== Data shown

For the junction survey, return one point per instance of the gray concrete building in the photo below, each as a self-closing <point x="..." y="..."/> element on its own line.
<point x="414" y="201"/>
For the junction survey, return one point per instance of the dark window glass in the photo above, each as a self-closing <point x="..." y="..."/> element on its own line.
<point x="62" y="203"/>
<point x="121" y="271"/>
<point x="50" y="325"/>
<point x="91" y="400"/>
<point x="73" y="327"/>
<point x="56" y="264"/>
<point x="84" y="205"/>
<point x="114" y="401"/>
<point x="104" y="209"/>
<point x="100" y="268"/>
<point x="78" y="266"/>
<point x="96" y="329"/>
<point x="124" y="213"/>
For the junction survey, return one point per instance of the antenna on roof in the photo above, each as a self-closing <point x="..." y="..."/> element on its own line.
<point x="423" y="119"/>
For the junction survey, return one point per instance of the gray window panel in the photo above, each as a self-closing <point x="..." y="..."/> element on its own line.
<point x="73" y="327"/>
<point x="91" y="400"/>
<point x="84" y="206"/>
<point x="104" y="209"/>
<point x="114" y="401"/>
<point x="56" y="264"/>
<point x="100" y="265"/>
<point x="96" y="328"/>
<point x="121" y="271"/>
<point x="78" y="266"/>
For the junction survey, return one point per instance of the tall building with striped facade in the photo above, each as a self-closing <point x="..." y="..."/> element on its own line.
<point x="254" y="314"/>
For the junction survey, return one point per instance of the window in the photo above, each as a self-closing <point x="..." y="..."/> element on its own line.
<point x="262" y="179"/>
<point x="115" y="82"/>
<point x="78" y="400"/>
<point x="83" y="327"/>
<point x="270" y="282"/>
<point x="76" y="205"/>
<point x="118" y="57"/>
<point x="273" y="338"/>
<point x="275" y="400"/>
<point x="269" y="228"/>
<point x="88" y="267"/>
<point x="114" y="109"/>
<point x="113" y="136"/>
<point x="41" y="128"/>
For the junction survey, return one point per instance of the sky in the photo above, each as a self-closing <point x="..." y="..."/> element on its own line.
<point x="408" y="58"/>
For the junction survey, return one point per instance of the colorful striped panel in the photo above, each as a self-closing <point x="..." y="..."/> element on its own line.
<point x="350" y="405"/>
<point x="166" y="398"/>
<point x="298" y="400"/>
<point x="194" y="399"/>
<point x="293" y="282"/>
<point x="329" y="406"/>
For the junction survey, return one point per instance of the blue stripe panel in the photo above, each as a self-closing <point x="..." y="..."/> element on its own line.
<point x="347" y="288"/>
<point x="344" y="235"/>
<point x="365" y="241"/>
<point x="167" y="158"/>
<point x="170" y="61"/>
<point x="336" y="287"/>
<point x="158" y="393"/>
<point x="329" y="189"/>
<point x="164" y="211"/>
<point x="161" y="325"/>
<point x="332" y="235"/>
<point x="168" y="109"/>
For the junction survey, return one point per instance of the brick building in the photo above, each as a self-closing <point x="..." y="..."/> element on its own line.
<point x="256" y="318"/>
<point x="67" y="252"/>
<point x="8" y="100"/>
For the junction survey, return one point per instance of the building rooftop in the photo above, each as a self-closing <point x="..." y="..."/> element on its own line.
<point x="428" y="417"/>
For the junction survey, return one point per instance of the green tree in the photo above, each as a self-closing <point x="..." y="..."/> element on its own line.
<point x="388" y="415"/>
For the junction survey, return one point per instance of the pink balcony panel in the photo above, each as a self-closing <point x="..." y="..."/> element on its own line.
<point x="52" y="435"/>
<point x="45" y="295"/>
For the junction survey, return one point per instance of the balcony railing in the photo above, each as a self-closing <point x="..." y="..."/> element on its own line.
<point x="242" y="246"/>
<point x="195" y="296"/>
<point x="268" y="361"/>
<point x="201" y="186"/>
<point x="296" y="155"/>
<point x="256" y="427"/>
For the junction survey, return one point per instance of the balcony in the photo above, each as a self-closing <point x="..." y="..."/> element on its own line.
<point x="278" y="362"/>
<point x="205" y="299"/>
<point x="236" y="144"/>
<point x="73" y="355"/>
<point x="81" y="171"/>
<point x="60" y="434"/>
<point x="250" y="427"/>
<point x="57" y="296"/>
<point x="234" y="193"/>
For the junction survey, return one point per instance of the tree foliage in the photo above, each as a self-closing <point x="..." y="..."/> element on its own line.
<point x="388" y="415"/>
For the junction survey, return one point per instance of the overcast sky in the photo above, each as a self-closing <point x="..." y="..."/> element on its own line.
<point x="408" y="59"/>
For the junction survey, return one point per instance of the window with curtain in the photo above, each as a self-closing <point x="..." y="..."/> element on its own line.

====

Extract every line of the entries above, reproducing each one character for character.

Answer in full >>
For the junction survey, return one point per instance of the gray concrete building in the photo below, each as a self-closing <point x="..." y="..."/> element on its own line.
<point x="414" y="201"/>
For the junction survey, return one point per instance of the dark window glass in the photo above, each as a self-closing <point x="..." y="..."/> element on its own line.
<point x="62" y="203"/>
<point x="121" y="271"/>
<point x="50" y="325"/>
<point x="91" y="400"/>
<point x="73" y="327"/>
<point x="56" y="264"/>
<point x="84" y="205"/>
<point x="114" y="401"/>
<point x="104" y="209"/>
<point x="100" y="268"/>
<point x="78" y="266"/>
<point x="96" y="329"/>
<point x="124" y="213"/>
For the junction survey, return one point per instance of the antenna on roof in the photo above, each as a self-closing <point x="..." y="..."/> element on its own line.
<point x="423" y="119"/>
For the junction survey, return one point per instance of the gray window panel in the photo above, each as a self-closing <point x="..." y="..."/> element on its own line.
<point x="73" y="327"/>
<point x="91" y="400"/>
<point x="84" y="206"/>
<point x="104" y="209"/>
<point x="114" y="401"/>
<point x="56" y="264"/>
<point x="100" y="265"/>
<point x="96" y="328"/>
<point x="121" y="271"/>
<point x="78" y="266"/>
For the junction survey, return one point per instance of the tall building with striped facade in the photo above, each as a self-closing <point x="..." y="..."/> element on its own line.
<point x="254" y="314"/>
For the junction survey, return one point per instance of the window in the photo above, each as a self-closing <point x="..." y="..."/> element on its own line.
<point x="262" y="179"/>
<point x="115" y="82"/>
<point x="78" y="400"/>
<point x="83" y="327"/>
<point x="270" y="282"/>
<point x="76" y="205"/>
<point x="118" y="57"/>
<point x="273" y="338"/>
<point x="275" y="400"/>
<point x="269" y="228"/>
<point x="88" y="267"/>
<point x="114" y="109"/>
<point x="113" y="136"/>
<point x="41" y="128"/>
For the junction survey, return one point per instance of the sky in the photo above, each as a self-closing <point x="..." y="..."/> element on its own line.
<point x="408" y="58"/>
For the junction survey, return one point per instance of the colorful striped panel in the photo above, each as a self-closing <point x="..." y="..."/> element on its own line.
<point x="350" y="405"/>
<point x="166" y="398"/>
<point x="298" y="400"/>
<point x="194" y="399"/>
<point x="293" y="282"/>
<point x="329" y="406"/>
For the junction survey, return one point per instance of the blue stripe panel in the photo above, each as a self-closing <point x="..." y="..."/> element on its own line.
<point x="347" y="288"/>
<point x="344" y="235"/>
<point x="365" y="241"/>
<point x="167" y="158"/>
<point x="170" y="61"/>
<point x="336" y="287"/>
<point x="158" y="393"/>
<point x="329" y="189"/>
<point x="164" y="211"/>
<point x="161" y="325"/>
<point x="332" y="235"/>
<point x="168" y="109"/>
For the junction survey, return one point per instance of the brick building in the photo above, each as a self-closing <point x="..." y="..."/> element on its own line.
<point x="256" y="318"/>
<point x="67" y="252"/>
<point x="8" y="100"/>
For the junction survey, return one point per instance of the building rooftop in the photo above, each as a self-closing <point x="..." y="..."/> element on its own line.
<point x="428" y="417"/>
For the junction survey, return one point per instance of the green tree in the photo above, each as a self-closing <point x="..." y="..."/> element on its own line.
<point x="388" y="415"/>
For the junction survey, return one point per instance of the pink balcony panel in the photo above, each as a self-closing <point x="..." y="..."/> element on its own line.
<point x="52" y="435"/>
<point x="45" y="295"/>
For the junction survey, return one point per instance of the balcony railing in the photo above, each as a self-closing <point x="..." y="..."/> element on its own line.
<point x="242" y="246"/>
<point x="195" y="296"/>
<point x="268" y="361"/>
<point x="201" y="186"/>
<point x="296" y="155"/>
<point x="256" y="427"/>
For the junction survey, return one point per instance of the balcony in the photo above, each as a self-closing <point x="..." y="..."/> element on its own line.
<point x="278" y="362"/>
<point x="205" y="299"/>
<point x="236" y="144"/>
<point x="73" y="355"/>
<point x="81" y="171"/>
<point x="60" y="434"/>
<point x="250" y="427"/>
<point x="57" y="296"/>
<point x="234" y="193"/>
For the junction survey, return one point per instance of the tree foliage in the photo above, each as a self-closing <point x="..." y="..."/> element on its own line.
<point x="388" y="415"/>
For the junction survey, return one point per instance of the overcast sky in the photo above, each as a self-closing <point x="..." y="..."/> element on its own line.
<point x="408" y="59"/>
For the junction survey, return one point per instance of the window with curtain in the photo above, each as a self-closing <point x="..." y="..."/> element on its own line.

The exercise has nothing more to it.